### Entries from a dataset
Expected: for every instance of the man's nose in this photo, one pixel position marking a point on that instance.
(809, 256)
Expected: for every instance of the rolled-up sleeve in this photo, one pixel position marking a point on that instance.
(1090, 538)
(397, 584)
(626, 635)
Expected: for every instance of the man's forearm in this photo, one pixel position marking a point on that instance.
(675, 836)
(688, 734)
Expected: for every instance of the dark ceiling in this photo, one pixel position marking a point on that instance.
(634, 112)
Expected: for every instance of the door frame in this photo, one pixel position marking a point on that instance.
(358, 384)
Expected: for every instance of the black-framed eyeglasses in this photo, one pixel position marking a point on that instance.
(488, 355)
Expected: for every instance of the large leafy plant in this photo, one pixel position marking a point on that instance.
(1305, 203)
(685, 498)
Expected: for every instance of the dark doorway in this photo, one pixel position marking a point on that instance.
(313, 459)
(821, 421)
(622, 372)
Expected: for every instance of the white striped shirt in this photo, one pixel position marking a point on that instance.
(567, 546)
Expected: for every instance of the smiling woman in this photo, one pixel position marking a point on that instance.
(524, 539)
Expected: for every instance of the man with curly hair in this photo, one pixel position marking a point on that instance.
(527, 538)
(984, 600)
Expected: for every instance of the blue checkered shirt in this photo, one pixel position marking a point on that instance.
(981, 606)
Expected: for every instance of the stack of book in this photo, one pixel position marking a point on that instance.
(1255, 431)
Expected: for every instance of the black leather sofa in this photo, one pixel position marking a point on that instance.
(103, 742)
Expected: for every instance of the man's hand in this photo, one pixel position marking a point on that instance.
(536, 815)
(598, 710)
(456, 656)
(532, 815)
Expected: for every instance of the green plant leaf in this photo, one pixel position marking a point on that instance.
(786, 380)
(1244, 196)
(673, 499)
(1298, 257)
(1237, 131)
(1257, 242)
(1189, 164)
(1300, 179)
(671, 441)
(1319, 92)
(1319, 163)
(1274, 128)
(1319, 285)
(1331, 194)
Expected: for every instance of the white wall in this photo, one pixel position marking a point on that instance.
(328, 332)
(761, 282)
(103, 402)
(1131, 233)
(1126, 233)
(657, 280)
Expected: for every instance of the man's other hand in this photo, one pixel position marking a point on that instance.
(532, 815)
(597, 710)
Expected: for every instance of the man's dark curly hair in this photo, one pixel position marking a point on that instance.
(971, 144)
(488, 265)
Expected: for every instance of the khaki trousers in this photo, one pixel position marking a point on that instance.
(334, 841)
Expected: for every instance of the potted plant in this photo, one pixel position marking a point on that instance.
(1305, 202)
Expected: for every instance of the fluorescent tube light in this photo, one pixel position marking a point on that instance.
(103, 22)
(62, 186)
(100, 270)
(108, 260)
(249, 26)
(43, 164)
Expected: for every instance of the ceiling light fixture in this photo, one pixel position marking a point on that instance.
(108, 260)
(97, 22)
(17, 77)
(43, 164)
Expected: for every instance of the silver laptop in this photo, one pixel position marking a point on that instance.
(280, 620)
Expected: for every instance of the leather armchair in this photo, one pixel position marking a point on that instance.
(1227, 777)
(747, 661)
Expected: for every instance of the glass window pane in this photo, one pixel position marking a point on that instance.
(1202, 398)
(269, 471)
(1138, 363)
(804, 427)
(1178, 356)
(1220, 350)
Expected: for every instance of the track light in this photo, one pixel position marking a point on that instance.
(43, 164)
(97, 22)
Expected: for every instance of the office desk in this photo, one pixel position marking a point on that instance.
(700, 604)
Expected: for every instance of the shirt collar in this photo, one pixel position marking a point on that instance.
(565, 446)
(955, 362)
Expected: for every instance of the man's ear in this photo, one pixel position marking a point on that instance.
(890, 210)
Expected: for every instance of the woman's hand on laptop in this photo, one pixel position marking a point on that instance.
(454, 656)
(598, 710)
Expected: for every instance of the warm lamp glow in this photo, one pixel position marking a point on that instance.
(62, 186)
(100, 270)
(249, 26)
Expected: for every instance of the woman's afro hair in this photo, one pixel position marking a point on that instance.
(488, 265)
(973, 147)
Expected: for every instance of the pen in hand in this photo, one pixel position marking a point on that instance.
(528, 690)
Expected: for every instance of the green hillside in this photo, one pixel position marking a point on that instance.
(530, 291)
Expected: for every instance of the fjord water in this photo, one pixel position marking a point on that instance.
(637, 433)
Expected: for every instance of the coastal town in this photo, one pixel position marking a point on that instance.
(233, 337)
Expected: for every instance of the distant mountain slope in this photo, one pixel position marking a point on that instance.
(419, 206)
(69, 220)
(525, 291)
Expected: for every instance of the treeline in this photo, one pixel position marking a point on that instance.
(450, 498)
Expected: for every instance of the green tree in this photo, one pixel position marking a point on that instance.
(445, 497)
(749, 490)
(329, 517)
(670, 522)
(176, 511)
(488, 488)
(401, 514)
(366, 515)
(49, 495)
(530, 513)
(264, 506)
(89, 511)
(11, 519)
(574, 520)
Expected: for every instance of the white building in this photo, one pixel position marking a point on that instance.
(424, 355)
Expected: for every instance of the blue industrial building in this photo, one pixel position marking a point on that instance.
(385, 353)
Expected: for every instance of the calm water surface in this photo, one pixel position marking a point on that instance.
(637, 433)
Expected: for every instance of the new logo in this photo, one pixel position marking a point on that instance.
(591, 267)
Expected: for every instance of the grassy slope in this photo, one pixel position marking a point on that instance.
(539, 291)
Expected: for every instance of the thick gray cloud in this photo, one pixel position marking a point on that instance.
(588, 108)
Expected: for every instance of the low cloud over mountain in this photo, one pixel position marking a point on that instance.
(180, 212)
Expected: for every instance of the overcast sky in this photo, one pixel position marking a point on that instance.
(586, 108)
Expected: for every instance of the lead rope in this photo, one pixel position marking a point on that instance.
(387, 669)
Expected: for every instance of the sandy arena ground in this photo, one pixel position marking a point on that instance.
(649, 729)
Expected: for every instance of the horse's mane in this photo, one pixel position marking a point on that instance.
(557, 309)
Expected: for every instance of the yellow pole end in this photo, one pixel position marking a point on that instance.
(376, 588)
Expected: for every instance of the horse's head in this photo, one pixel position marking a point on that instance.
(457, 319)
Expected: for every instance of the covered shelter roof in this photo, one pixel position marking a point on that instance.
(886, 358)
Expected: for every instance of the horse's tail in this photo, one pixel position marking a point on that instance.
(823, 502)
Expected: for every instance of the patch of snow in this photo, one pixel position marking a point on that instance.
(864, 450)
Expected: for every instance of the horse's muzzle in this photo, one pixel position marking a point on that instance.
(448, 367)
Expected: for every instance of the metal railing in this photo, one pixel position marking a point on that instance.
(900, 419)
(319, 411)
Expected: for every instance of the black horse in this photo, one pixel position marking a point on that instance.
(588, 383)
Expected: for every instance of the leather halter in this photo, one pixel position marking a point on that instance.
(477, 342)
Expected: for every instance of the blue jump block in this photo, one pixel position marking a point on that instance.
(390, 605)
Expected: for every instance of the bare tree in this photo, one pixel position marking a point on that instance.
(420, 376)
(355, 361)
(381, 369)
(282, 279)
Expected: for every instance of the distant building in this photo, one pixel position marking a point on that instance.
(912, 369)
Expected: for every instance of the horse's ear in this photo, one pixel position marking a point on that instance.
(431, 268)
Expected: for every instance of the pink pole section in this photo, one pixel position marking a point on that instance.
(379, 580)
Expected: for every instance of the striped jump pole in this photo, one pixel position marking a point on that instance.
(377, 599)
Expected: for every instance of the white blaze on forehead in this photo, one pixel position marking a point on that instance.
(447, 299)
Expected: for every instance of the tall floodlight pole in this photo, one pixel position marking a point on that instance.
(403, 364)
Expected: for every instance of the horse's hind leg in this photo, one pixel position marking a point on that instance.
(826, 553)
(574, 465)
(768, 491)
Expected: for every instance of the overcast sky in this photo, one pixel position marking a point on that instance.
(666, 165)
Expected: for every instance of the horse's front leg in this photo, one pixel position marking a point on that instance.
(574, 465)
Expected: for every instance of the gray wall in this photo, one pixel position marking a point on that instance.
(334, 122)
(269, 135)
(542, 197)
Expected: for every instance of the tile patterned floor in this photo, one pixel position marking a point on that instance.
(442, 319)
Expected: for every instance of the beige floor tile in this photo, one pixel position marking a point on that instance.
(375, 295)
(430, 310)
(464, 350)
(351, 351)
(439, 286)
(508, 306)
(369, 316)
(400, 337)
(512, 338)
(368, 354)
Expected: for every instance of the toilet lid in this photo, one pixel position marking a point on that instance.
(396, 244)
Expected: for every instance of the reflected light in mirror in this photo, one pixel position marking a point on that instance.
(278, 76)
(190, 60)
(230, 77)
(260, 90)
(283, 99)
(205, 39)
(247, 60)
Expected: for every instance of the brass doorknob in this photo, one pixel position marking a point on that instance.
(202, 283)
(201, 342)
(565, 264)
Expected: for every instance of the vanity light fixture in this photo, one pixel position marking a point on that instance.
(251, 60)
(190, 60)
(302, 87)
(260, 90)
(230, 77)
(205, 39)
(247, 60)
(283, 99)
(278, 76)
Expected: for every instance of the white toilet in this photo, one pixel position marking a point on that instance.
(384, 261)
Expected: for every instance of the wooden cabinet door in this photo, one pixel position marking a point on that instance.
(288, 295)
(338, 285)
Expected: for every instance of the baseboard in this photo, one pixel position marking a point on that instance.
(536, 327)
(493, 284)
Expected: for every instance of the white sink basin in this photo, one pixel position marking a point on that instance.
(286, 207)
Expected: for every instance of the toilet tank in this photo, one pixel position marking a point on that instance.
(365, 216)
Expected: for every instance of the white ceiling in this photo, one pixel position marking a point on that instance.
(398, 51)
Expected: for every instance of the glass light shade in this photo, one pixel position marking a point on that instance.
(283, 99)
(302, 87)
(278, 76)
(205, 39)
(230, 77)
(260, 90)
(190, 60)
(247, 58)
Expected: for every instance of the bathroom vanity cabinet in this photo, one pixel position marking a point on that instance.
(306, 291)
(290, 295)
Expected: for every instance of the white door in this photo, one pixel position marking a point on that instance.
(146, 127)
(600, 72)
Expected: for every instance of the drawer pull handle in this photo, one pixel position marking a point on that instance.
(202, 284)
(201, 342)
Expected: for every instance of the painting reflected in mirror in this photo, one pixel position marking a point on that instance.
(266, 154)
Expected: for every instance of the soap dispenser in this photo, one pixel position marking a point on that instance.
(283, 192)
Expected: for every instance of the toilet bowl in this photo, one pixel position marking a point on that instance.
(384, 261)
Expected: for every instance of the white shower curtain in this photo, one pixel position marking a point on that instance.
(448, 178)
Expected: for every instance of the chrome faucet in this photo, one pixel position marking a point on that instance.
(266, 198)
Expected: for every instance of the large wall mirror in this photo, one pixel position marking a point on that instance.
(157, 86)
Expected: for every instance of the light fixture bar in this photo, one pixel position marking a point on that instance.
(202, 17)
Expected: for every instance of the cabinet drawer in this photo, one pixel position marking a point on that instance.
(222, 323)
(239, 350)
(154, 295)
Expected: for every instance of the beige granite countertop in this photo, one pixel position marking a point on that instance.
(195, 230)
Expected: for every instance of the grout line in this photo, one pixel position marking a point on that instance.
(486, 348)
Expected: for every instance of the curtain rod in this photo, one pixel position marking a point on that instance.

### WHAT TO WORK ON
Repeat word for word each line from the one with "Expected: for every instance of the light" to the end of the records above, inclusive.

### COMPLETED EXERCISE
Expected: for every instance of the light fixture bar in this photo, one pixel position marking a point on that instance.
(202, 17)
Expected: for every instance of the cabinet drawer in this photo, one pixel position marking a point on that instance.
(222, 323)
(239, 350)
(154, 295)
Expected: for every instance of the beige granite countertop in this photo, one pixel position marking a point on that instance.
(195, 230)
Expected: for every instance of the grout line in this photo, one pixel position marking a point on that instance.
(486, 348)
Expected: for every instance of the curtain rod in this photo, one pixel position marking a point on that instance.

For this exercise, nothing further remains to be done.